(Point placement lines)
★ ★ ★
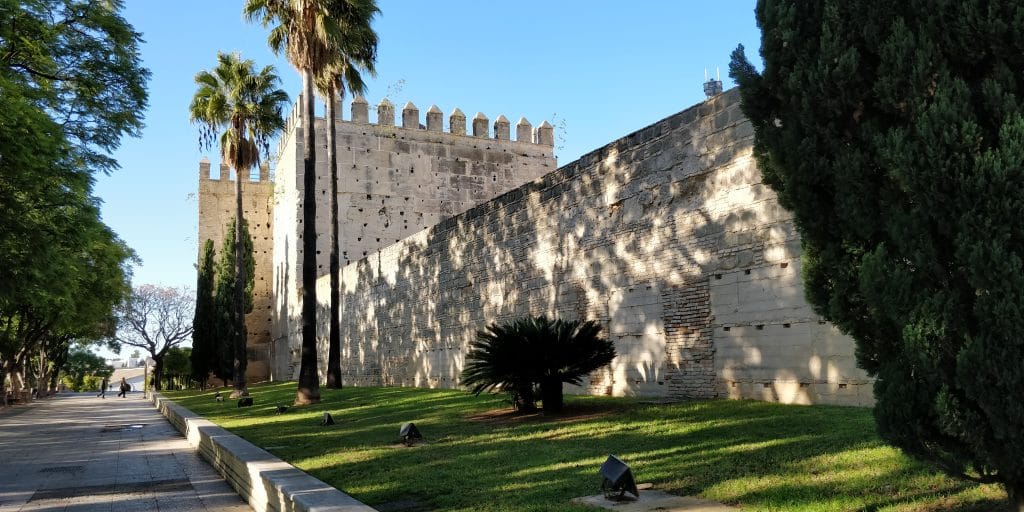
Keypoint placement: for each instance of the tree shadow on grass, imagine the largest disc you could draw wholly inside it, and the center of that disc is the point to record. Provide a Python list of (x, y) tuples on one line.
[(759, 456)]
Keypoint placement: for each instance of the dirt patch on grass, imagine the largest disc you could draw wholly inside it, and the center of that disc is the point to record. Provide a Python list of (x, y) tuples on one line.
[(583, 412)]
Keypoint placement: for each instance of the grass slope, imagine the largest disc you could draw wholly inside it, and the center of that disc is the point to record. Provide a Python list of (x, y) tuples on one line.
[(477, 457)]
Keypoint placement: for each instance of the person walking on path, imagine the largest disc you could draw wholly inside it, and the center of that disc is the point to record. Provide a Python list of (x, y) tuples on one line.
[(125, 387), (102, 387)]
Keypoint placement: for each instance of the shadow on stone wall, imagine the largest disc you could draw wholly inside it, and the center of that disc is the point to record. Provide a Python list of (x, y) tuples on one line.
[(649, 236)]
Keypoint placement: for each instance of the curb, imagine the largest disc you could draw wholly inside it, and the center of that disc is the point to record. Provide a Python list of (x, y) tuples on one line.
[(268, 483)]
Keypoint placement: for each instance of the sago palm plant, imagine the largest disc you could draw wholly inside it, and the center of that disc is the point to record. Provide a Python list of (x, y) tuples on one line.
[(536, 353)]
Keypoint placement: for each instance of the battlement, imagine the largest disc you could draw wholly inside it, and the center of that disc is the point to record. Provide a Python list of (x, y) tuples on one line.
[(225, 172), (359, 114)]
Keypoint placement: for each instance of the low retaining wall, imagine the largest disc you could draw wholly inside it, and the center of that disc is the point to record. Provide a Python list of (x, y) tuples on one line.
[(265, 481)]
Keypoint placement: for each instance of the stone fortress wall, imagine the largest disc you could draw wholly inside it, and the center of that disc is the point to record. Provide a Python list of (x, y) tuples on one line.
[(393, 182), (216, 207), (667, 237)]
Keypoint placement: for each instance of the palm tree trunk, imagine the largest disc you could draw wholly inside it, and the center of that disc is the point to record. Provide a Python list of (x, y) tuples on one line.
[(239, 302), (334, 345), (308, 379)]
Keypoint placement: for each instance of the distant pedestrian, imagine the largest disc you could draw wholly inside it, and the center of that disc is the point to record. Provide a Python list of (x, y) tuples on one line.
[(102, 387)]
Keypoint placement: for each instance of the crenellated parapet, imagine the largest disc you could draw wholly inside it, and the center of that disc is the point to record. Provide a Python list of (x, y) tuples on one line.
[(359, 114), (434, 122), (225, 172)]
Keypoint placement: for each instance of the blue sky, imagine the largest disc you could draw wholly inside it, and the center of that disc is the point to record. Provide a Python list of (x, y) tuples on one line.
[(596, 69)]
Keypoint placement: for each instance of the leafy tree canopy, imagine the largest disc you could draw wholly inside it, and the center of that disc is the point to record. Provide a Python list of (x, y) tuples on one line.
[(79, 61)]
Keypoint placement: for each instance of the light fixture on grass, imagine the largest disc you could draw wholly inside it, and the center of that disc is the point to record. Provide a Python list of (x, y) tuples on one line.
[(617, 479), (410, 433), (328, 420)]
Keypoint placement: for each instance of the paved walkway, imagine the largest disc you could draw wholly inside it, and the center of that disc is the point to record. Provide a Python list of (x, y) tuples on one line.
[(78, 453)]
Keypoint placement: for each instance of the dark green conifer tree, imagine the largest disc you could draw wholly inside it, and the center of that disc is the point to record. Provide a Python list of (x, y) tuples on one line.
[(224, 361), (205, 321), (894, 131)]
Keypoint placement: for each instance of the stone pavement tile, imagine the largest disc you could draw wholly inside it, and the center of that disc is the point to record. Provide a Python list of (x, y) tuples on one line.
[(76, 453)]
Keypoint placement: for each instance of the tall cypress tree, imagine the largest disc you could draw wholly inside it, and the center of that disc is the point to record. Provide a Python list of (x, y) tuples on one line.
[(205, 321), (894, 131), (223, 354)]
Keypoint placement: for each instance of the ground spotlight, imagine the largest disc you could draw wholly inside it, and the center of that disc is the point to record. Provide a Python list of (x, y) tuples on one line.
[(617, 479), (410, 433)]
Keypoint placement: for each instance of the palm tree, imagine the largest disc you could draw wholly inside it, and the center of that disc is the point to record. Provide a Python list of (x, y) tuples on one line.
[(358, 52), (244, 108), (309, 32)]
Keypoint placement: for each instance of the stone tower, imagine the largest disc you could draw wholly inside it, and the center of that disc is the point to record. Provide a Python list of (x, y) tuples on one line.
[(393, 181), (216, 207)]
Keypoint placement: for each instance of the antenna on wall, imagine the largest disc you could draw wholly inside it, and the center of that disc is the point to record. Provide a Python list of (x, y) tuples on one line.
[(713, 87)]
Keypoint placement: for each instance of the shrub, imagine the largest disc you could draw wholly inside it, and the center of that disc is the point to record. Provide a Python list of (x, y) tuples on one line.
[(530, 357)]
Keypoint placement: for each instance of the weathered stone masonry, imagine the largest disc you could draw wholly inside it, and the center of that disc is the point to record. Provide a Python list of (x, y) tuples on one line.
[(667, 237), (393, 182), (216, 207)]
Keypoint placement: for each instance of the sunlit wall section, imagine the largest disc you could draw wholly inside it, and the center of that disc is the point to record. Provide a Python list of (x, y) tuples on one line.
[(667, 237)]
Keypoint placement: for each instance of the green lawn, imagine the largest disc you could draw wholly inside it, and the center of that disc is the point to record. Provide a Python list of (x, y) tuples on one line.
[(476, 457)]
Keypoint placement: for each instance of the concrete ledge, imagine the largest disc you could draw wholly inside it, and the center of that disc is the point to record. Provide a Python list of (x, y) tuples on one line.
★ ★ ★
Rescale the lines above, starting with the line that contains "Keypoint placement: for each instance of the distant" and going on through the line that contains "[(359, 114), (434, 122), (225, 172)]". Rewrite each of these lines in full, requests included, and multiply every coordinate in the answers by 0.45, rounding to whole numbers with halves rounded up.

Keypoint placement: for each instance of the distant pedestrian, imagine the largest disc you could draw wholly inside it, and the center of that disc is the point to record. Provide a Python list of (x, y) tuples on one line.
[(46, 174)]
Keypoint placement: for each instance of the crenellated parapet, imagine the largest disc you could draw wholly inside it, and the center of that disc is the point to record. Provide a Python list of (x, y) tuples on one line.
[(162, 51), (195, 55), (101, 77)]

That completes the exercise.